TASK PROMPT: Format the stretch from the start of the records through the line containing "POLYGON ((283 141, 274" as a Markdown table with the columns Row and Line. Give each nonblank line its own numbered row, and omit blank lines.

....

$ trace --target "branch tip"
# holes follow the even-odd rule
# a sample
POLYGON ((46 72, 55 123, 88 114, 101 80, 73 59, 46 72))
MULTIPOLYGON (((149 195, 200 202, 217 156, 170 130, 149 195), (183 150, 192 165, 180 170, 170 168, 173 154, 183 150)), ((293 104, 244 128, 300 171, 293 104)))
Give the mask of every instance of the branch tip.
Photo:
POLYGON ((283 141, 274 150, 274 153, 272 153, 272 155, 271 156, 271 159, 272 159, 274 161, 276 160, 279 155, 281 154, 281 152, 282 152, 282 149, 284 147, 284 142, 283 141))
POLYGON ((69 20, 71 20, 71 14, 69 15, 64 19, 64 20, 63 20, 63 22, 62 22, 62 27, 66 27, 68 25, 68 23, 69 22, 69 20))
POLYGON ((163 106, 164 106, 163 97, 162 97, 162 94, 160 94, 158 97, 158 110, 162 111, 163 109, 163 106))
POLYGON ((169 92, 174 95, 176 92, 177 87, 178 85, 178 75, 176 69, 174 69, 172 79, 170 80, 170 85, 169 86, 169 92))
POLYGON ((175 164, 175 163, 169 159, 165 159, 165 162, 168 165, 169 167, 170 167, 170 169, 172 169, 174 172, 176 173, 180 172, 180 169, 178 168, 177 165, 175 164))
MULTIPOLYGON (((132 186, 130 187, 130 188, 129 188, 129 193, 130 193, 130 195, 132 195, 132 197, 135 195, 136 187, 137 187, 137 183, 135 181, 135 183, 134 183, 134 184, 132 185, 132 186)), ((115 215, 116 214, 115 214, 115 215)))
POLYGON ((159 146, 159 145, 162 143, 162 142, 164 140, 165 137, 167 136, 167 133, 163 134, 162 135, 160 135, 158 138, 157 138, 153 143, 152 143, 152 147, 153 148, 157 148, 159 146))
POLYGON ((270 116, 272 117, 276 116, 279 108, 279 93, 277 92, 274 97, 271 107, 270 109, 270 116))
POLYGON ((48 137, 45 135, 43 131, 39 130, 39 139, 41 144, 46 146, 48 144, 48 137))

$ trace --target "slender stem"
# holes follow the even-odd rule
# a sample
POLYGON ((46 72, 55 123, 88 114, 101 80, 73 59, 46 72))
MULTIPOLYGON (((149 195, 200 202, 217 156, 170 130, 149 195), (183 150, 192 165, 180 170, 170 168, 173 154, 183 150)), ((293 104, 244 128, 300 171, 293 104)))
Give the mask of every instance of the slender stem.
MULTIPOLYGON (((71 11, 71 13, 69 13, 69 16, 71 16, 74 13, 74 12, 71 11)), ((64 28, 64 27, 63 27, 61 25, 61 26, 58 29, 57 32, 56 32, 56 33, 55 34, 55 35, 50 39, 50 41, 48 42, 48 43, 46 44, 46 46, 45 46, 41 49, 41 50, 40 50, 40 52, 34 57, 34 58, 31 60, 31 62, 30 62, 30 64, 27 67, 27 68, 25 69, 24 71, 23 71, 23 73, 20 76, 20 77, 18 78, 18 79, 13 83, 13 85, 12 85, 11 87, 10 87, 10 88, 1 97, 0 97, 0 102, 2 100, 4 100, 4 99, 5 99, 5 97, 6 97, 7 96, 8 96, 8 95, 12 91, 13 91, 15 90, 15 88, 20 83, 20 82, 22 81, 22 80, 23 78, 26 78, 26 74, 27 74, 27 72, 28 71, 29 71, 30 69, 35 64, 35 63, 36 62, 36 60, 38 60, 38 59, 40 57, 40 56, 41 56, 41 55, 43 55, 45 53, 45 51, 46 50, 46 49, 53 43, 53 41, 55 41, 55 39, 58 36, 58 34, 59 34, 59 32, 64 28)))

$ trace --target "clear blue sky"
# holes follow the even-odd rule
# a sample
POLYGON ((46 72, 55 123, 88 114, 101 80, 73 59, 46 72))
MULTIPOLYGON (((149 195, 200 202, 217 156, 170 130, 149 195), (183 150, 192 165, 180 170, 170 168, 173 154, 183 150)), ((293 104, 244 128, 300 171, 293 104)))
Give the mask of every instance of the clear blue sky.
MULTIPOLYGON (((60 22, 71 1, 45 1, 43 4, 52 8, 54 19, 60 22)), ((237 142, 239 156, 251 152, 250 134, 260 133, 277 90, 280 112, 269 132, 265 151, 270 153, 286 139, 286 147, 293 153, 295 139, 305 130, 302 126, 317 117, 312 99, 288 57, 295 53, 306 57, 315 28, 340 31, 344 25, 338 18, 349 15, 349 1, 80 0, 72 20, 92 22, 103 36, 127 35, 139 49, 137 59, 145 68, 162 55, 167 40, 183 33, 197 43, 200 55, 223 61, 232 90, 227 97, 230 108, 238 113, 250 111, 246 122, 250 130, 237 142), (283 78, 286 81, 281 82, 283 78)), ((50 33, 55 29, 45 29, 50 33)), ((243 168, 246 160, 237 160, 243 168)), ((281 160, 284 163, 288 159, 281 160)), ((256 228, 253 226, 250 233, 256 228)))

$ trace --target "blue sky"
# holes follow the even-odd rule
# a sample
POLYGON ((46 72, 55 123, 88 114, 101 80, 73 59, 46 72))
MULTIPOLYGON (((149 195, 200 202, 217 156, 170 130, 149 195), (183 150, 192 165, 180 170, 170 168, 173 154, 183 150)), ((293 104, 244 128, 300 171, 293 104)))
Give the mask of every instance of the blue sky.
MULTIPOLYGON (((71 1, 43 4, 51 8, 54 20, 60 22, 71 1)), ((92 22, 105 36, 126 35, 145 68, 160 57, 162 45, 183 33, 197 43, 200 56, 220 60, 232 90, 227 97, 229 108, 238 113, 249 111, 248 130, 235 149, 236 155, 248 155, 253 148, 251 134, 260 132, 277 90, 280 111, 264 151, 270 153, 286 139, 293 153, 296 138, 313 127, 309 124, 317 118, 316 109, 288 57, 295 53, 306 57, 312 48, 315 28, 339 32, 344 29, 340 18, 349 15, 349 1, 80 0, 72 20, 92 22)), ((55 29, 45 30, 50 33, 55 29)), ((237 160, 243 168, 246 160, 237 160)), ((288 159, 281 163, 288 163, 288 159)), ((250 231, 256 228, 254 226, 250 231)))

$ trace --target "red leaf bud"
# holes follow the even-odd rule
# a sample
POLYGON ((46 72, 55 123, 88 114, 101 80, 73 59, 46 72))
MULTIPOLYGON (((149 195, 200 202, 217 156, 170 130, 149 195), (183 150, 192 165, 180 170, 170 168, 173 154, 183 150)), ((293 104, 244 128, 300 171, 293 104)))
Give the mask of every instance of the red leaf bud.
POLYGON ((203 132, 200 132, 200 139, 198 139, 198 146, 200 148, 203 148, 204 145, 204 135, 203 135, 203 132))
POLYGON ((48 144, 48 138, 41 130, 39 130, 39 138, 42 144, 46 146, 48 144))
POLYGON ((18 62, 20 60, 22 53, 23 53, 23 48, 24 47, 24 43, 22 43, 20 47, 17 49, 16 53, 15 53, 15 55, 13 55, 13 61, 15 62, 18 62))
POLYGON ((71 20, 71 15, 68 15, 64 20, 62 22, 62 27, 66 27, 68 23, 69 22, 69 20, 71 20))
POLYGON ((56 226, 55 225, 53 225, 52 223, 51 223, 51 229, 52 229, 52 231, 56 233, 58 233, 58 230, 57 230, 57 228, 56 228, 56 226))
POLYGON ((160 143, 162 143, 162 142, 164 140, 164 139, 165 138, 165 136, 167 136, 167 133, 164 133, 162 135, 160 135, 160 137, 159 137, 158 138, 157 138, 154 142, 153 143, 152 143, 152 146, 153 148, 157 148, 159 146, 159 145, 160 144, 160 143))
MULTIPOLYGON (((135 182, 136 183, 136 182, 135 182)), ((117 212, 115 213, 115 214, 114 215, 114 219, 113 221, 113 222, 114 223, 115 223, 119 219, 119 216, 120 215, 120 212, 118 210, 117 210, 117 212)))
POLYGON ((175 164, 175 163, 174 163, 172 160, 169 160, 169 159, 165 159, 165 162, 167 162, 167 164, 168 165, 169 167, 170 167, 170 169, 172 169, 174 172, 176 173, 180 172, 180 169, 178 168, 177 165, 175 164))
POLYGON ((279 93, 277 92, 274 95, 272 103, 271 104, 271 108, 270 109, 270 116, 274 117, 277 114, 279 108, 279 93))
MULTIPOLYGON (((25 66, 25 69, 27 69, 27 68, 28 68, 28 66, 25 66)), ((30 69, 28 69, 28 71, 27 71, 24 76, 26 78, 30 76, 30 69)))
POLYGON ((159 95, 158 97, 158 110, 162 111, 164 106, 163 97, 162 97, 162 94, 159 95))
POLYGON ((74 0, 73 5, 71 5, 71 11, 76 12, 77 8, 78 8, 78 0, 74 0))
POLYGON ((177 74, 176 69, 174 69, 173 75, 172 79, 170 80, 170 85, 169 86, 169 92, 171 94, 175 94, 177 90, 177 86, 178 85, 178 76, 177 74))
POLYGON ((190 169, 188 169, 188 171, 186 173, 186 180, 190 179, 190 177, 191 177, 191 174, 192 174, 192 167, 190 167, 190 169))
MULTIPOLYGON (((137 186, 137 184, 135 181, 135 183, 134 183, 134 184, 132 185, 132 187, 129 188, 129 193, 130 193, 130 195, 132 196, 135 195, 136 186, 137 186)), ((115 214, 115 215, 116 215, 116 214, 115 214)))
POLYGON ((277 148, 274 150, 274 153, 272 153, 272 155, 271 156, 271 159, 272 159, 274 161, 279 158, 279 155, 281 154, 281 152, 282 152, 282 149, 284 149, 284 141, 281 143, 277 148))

....

RESULT:
| Row | Line |
|---|---|
| 1 | $ trace --target "branch tip" |
| 2 | # holes follow the even-odd rule |
| 3 | # a sample |
| 4 | POLYGON ((46 72, 55 123, 88 114, 101 80, 73 59, 46 72)) |
| 5 | MULTIPOLYGON (((149 195, 200 202, 217 156, 170 130, 149 195), (183 150, 192 165, 180 170, 170 168, 173 154, 183 150)), ((293 104, 244 128, 300 171, 293 104))) |
| 6 | Give the mask of every instance of the branch tip. |
| 7 | Photo: |
| 8 | POLYGON ((283 141, 274 150, 274 153, 272 153, 272 155, 271 156, 271 159, 272 159, 274 161, 276 160, 279 155, 281 154, 281 152, 282 152, 282 149, 284 147, 284 142, 283 141)) |